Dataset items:
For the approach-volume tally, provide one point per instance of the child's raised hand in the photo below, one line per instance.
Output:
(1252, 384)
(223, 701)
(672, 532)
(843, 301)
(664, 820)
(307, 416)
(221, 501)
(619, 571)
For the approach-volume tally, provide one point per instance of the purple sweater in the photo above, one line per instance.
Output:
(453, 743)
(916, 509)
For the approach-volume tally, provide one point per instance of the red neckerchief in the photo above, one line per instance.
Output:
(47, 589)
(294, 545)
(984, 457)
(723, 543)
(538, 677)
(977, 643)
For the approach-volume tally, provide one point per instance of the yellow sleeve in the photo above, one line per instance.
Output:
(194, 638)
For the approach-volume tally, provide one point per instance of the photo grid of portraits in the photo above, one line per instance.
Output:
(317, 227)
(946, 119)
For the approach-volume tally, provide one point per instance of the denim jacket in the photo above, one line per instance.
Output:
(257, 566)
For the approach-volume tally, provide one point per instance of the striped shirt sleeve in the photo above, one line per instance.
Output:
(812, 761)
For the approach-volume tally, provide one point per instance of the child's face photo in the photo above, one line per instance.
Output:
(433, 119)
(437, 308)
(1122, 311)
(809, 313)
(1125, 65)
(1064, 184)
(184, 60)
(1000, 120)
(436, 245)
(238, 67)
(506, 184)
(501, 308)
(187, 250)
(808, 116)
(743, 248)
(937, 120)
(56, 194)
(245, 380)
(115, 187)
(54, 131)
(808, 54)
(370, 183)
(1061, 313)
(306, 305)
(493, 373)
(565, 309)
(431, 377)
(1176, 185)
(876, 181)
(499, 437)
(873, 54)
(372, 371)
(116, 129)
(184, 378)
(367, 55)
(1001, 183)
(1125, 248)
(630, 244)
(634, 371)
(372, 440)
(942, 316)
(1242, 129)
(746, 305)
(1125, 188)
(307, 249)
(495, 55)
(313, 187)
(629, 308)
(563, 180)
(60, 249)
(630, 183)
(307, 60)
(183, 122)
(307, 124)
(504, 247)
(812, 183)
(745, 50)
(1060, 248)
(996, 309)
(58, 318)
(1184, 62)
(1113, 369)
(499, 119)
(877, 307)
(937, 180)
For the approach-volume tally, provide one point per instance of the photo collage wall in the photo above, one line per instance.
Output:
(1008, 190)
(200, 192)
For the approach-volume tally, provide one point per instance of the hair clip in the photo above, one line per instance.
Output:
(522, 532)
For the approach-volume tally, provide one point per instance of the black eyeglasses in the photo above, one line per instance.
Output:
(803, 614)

## PROBLEM STATEMENT
Please rewrite the items from the line containing "the photo grid" through the last line of the items, requests included, multiplying every coordinate in the answers by 2.55 and rounding to whole numbers, with halves rounded up.

## ANSWER
For the approach-volume tally, provide one point per instance of the photo grid of portraits in the photo above, one line per instance.
Output:
(808, 579)
(2412, 303)
For the approach-volume tally, provide one point per instance of the denim jacket in the photo above, one line per instance.
Output:
(655, 1443)
For the approach-volume tally, provide one point per instance of the striped shirt sleeve in the photo above, one line per instance.
Output:
(2071, 1941)
For the approach-volume tally, provide one point per instance of the child's face photo in the photo above, one line per instance.
Output:
(1104, 303)
(1114, 785)
(2861, 793)
(2063, 798)
(2869, 166)
(2713, 469)
(469, 153)
(2550, 306)
(1112, 625)
(607, 171)
(1290, 469)
(1278, 785)
(477, 638)
(2060, 296)
(1895, 632)
(2389, 306)
(143, 495)
(625, 969)
(293, 477)
(138, 334)
(2060, 138)
(944, 467)
(2706, 798)
(780, 778)
(1257, 951)
(1441, 788)
(1099, 961)
(2999, 472)
(2234, 462)
(1272, 1114)
(2226, 138)
(949, 946)
(296, 329)
(469, 964)
(936, 140)
(2553, 467)
(2869, 632)
(1607, 622)
(1617, 946)
(949, 1122)
(2402, 806)
(3167, 329)
(1902, 778)
(2869, 479)
(783, 635)
(1262, 140)
(798, 477)
(1604, 785)
(1436, 459)
(153, 635)
(1607, 467)
(783, 153)
(467, 311)
(783, 316)
(1285, 630)
(2071, 467)
(1900, 128)
(2703, 632)
(2540, 788)
(148, 811)
(3019, 158)
(2838, 941)
(1272, 303)
(2236, 783)
(2389, 459)
For the approach-volume tally, provide one point per instance of the photo collage wall in the photo above, one line per instance.
Output:
(2570, 485)
(510, 490)
For the approach-volume tally, provide one point per instance of the hair clip in the photo above, one line per instance.
Output:
(1331, 1357)
For the approach-volume tally, provide one point per instance of the black eyeglasses in the photo above, one line per instance.
Output:
(2048, 1566)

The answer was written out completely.